Dans l'extrait sur la réécriture d'un roman, reproduisez mot pour mot le passage qui commence par « De plus, je » et se poursuit jusqu'à « des maisons d'édition. ».

━━ Extrait ━━

Si l'on parvient à s'imaginer combien l'écriture du premier jet d'un roman peut être un processus long et difficile (une petite pensée pour le panthéon des projets abandonnés en cours de route), on s'imagine rarement la complexité et pourtant l'essentialité de la phase de réécriture, ou révision selon le terme que vous préférez.

Mais ça consiste en quoi exactement la réécriture? Et comment s'y prendre, par où commencer? Quand savoir s'arrêter?


Pour faire le tour de la question, plutôt que de vous donner une liste exhaustive de toutes les méthodes et conseils que l'on peut trouver à ce sujet, j'ai décidé de vous parler de mon processus personnel. Pas de règles gravées dans le marbre, juste quelques pistes pour aborder cette phase avec tranquillité :)

De plus, je parle ici en tant qu'autrice indépendante, donc le travail de réécriture peut s'avérer différent lorsqu'il est fait en collaboration avec un éditeur. Il n'empêche que cette première phase de révision me semble nécessaire avant toute soumission à des maisons d'édition.


1. La pause

Ou "réapprendre à vivre sans son histoire".

La dernière ligne du premier jet est enfin posé. Moment de satisfaction et de grâce. Tiens, et si je relisais tout depuis le début, juste pour voir? STOP! Malheureux! Posez vos claviers et refermez ce document!


Vous retrouverez ce conseil partout: avant d'entamer la révision, laisser reposer le manuscrit est indispensable! Concernant la durée, c'est un peu comme on veut, mais il est généralement recommandé d'attendre 2-3 semaines minimum. Pour ma part, je laisse toujours passer un mois, un mois et demi. C'est le moment de faire autre chose, de renouer avec la vie parce qu'avouons-le, nous n'étions plus que des zombies errants entre deux mondes pendant ce dernier sprint final de la version 1.

Cette étape indispensable me permet de me détacher de mon histoire, à la fois pour laisser au cerveau le temps de décanter cet énorme amalgame de mots qu'est le premier jet, de le reposer aussi, laissant de la place à de nouvelles idées pour se former, et bien sûr d'oublier ce que j'ai écrit afin de le redécouvrir avec un œil nouveau.


2. Macro-révision

Après ce repos bien mérité, il est temps de s'y remettre. L'ampleur du travail de réécriture peut paraître titanesque et faire peur. Et en effet, il y a du boulot. Un premier jet est rempli d'erreurs, de maladresses, parfois d'incohérences. La mauvaise option ici serait de vouloir commencer par de petites corrections, des reformulations de dialogues ou même des corrections de ponctuation! Pour ne pas perdre un temps et une motivation précieuse, il faut s'attaquer en premier aux macro-corrections. Kézako? Ça peut être par exemple: vérifiez la cohérence du récit dans son ensemble, voir s'il manque des scènes ou en enlever, vérifier si tous les personnages ont leur utilité, si certains chapitres sont correctement découpés, trop longs ou trop courts, prêter attention au rythme en général...

━━━
━━ Lignes répertoriées ━━

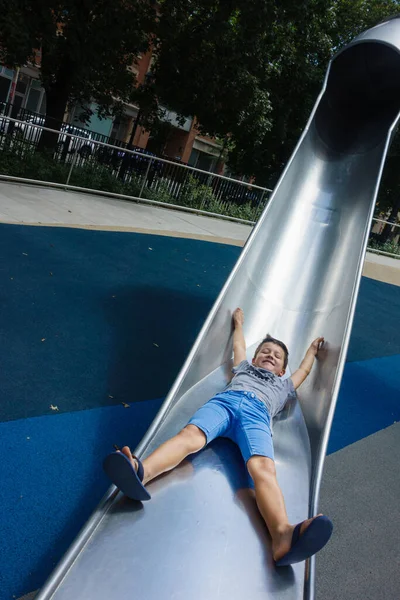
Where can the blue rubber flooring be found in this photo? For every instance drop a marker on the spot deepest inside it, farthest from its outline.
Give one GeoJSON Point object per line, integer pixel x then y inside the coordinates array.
{"type": "Point", "coordinates": [87, 320]}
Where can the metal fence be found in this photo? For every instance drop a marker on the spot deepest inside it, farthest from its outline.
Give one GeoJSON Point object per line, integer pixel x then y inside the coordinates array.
{"type": "Point", "coordinates": [79, 161]}
{"type": "Point", "coordinates": [134, 174]}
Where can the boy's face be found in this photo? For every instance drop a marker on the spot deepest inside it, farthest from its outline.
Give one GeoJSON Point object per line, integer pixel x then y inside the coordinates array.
{"type": "Point", "coordinates": [270, 357]}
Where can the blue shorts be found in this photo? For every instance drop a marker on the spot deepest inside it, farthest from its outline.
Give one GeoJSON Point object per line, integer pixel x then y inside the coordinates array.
{"type": "Point", "coordinates": [239, 416]}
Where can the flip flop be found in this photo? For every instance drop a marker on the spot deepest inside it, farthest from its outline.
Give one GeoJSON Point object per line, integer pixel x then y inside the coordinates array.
{"type": "Point", "coordinates": [120, 470]}
{"type": "Point", "coordinates": [310, 542]}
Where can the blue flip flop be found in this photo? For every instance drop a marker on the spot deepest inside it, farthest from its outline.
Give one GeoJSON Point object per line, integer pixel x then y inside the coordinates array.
{"type": "Point", "coordinates": [121, 472]}
{"type": "Point", "coordinates": [309, 543]}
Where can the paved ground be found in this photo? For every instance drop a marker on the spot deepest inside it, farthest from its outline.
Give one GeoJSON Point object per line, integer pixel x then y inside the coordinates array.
{"type": "Point", "coordinates": [46, 206]}
{"type": "Point", "coordinates": [361, 485]}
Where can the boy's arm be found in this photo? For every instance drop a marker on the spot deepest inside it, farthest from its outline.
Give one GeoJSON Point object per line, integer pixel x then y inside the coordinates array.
{"type": "Point", "coordinates": [239, 345]}
{"type": "Point", "coordinates": [306, 364]}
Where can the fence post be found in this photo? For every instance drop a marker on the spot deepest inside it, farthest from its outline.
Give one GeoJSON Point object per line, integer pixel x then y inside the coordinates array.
{"type": "Point", "coordinates": [145, 177]}
{"type": "Point", "coordinates": [71, 168]}
{"type": "Point", "coordinates": [208, 186]}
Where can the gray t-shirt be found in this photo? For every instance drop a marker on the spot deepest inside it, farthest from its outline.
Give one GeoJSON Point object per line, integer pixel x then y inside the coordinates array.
{"type": "Point", "coordinates": [268, 387]}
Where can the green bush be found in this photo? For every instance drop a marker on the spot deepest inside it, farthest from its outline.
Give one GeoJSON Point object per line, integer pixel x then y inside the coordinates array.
{"type": "Point", "coordinates": [19, 160]}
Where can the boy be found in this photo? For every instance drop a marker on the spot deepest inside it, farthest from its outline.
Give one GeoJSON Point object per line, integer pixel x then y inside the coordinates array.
{"type": "Point", "coordinates": [243, 413]}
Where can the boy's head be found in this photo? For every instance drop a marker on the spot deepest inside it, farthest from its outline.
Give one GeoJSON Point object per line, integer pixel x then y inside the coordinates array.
{"type": "Point", "coordinates": [271, 355]}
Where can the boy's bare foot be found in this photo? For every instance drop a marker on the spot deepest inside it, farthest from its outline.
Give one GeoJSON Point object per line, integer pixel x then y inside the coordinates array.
{"type": "Point", "coordinates": [282, 542]}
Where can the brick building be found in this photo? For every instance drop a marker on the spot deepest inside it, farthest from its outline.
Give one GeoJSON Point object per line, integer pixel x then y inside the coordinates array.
{"type": "Point", "coordinates": [175, 140]}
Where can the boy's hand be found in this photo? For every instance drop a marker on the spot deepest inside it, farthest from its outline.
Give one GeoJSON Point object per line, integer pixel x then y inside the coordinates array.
{"type": "Point", "coordinates": [316, 345]}
{"type": "Point", "coordinates": [238, 317]}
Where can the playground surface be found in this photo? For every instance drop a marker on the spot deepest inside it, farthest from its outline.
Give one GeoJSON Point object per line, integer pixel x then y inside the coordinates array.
{"type": "Point", "coordinates": [95, 292]}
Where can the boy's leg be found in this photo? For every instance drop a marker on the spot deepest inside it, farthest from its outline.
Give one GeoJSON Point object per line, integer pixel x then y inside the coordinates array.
{"type": "Point", "coordinates": [271, 504]}
{"type": "Point", "coordinates": [172, 452]}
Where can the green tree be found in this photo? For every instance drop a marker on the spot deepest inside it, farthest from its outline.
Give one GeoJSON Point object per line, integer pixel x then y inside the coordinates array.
{"type": "Point", "coordinates": [87, 47]}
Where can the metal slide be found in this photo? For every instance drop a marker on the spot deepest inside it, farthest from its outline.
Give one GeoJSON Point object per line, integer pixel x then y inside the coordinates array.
{"type": "Point", "coordinates": [201, 537]}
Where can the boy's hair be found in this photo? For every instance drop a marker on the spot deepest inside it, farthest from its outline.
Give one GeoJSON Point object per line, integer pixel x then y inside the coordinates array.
{"type": "Point", "coordinates": [269, 338]}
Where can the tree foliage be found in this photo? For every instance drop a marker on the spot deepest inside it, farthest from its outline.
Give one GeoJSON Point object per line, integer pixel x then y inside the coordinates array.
{"type": "Point", "coordinates": [87, 47]}
{"type": "Point", "coordinates": [250, 70]}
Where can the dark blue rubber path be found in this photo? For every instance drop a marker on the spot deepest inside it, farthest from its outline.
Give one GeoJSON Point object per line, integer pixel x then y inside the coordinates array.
{"type": "Point", "coordinates": [117, 313]}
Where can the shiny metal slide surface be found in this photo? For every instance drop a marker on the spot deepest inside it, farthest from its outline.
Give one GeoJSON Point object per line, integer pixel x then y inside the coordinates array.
{"type": "Point", "coordinates": [201, 537]}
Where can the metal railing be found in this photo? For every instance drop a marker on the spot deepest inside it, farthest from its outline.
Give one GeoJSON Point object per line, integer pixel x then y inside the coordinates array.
{"type": "Point", "coordinates": [130, 174]}
{"type": "Point", "coordinates": [121, 171]}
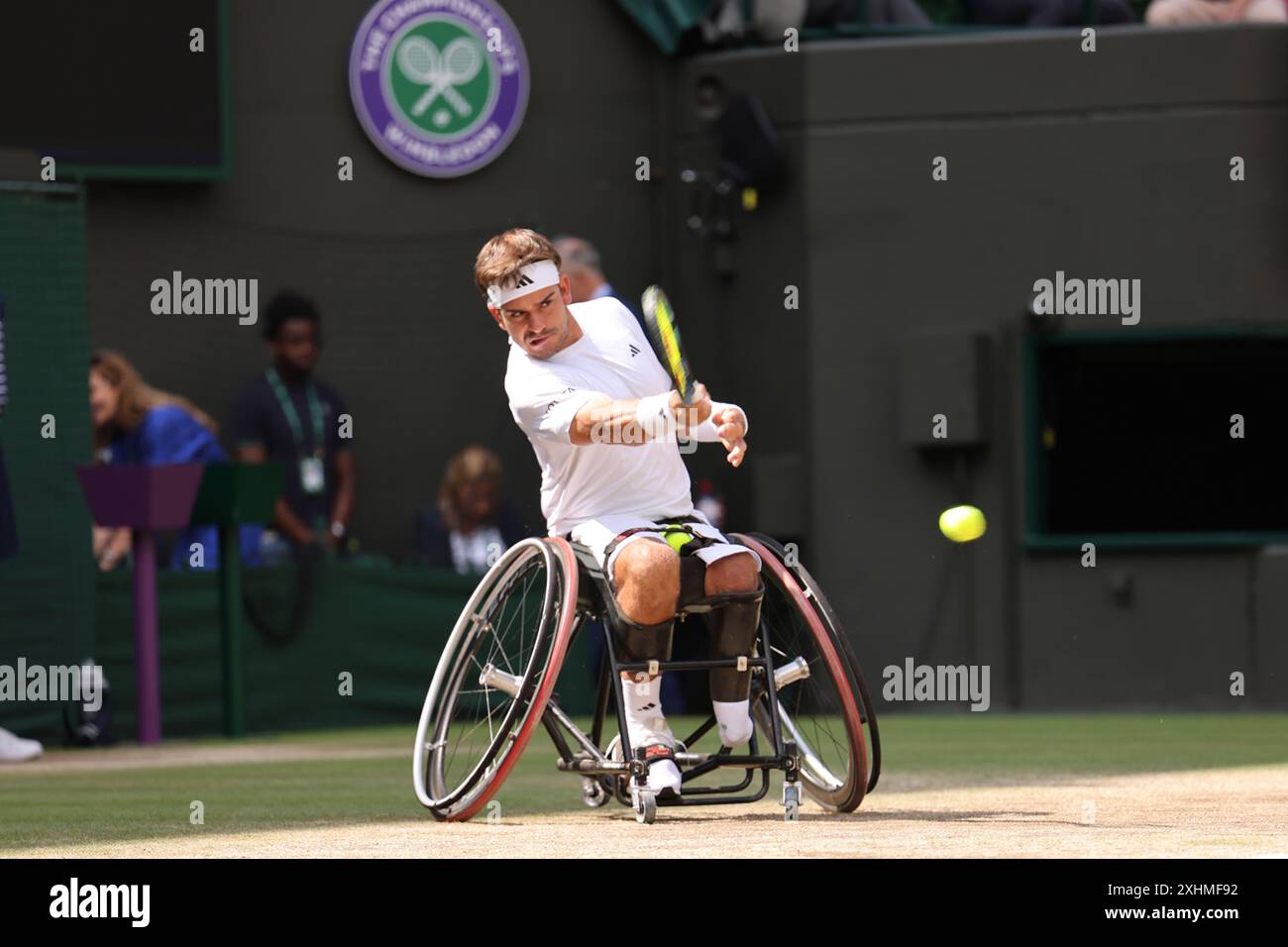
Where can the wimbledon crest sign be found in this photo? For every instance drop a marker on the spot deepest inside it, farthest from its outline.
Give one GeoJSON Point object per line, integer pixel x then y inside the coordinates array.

━━━

> [Réponse rédigée]:
De plus, je parle ici en tant qu'autrice indépendante, donc le travail de réécriture peut s'avérer différent lorsqu'il est fait en collaboration avec un éditeur. Il n'empêche que cette première phase de révision me semble nécessaire avant toute soumission à des maisons d'édition.